Your instructions: Any picture in the data below gets skipped; print all the rest exactly.

-- -- --

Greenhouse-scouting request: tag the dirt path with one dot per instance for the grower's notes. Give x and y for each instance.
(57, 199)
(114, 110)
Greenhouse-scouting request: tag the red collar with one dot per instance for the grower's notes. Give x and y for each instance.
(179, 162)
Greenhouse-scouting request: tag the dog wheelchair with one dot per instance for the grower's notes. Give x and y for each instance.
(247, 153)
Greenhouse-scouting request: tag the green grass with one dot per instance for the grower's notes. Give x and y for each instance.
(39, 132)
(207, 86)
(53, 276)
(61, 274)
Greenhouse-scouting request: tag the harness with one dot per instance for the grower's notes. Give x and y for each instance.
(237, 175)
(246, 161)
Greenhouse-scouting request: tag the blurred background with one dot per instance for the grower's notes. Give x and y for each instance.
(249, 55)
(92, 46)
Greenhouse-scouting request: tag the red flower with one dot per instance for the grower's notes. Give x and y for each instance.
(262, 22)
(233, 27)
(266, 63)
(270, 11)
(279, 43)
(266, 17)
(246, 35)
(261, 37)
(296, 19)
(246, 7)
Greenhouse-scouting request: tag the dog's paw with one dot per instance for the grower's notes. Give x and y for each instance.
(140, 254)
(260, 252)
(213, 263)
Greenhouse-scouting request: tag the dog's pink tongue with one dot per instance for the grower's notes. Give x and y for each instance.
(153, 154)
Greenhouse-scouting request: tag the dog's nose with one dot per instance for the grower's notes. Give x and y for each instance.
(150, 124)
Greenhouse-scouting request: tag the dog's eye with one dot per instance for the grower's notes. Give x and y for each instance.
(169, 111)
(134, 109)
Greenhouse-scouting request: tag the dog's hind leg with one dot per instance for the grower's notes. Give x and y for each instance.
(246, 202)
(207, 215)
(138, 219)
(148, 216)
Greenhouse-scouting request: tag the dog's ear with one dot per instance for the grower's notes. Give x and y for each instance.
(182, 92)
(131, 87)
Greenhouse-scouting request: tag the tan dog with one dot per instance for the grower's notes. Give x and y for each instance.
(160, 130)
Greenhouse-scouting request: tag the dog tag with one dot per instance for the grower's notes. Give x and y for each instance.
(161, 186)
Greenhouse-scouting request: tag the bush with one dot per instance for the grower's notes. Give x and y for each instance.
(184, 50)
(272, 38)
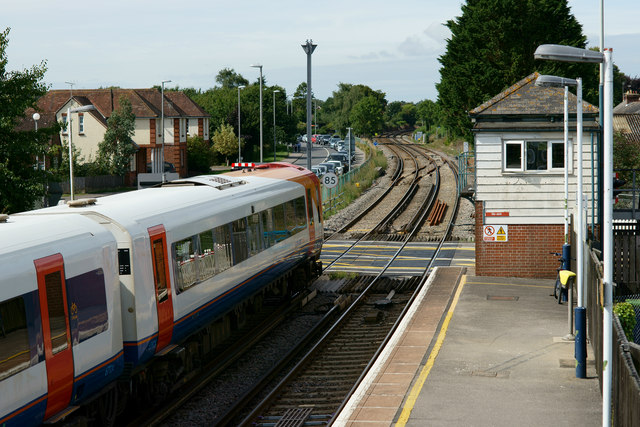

-- -- --

Final answer:
Greenhouse-scouting request: tag the dirt path with one dot per instance for the grower's notes. Give x and y for each instance.
(57, 199)
(114, 110)
Greenhouse-scouting request: tag the red collar with one dot per instance for the grower's notes. Give x and y for each instance.
(179, 162)
Greenhouse-scouting request: tag the dog wheelchair with one dot per instance for the grower's notes. Give x and y for each instance.
(247, 153)
Greenhouse-scouting request: tag the green grass with one dot per instance for the grower's notes. Give x and y for each instance.
(39, 132)
(207, 86)
(53, 276)
(61, 274)
Greenhouse-scouting request: tag the harness with one dot per instance for the grower's notes. Give x and y for each instance.
(237, 175)
(246, 161)
Greenhouse-scouting request: tag the blurred background with one dot per instance for the grower's notes. Give x and y for each instance.
(249, 55)
(92, 46)
Greenhouse-scouting request: tag the red flower with one dot per instance for the grower's notes. Give x and y for each instance.
(262, 22)
(233, 27)
(266, 63)
(270, 11)
(279, 43)
(266, 17)
(246, 35)
(261, 37)
(296, 19)
(246, 7)
Greenhouse-scouting request: tag the dog's paw with one dot per instance for the grower's notes. Give x and y for each instance.
(140, 254)
(260, 252)
(213, 263)
Greenhouse-scouting request: tag the dog's pink tongue with one dot per instance for the grower's notes. Give x and y for each instance.
(153, 154)
Greenhouse-scouting request: tag the dog's nose with one dot per instance for the grower's notes. Give x and y for each instance.
(150, 124)
Greenhouse-scouting request: tag the dog's eye with one dot per instance for the grower's notes. Give x and y for each instance.
(169, 111)
(134, 109)
Greenhouse-scouting request: tag the dog's hind leg with one dot per instance for the grower's notes. Give x and y for each instance.
(246, 202)
(207, 215)
(138, 219)
(148, 216)
Greenhouse-scouting request: tag the dog's ear with one dot per instance for the grower's notes. Give x and y for each instance.
(182, 92)
(131, 87)
Greenhouse-scouting request: tag the tan dog with one dot per instance for the grower's notes. Give x and y for each instance.
(160, 130)
Greenhouse-scouting request: tag the dog tag with one dot per instance for the grower's notes. Give x and y for each instance.
(161, 186)
Greenhouse-scouting request: tag the bush with one dot per instance for the grower's notes. Give x and y for each instance.
(184, 50)
(272, 38)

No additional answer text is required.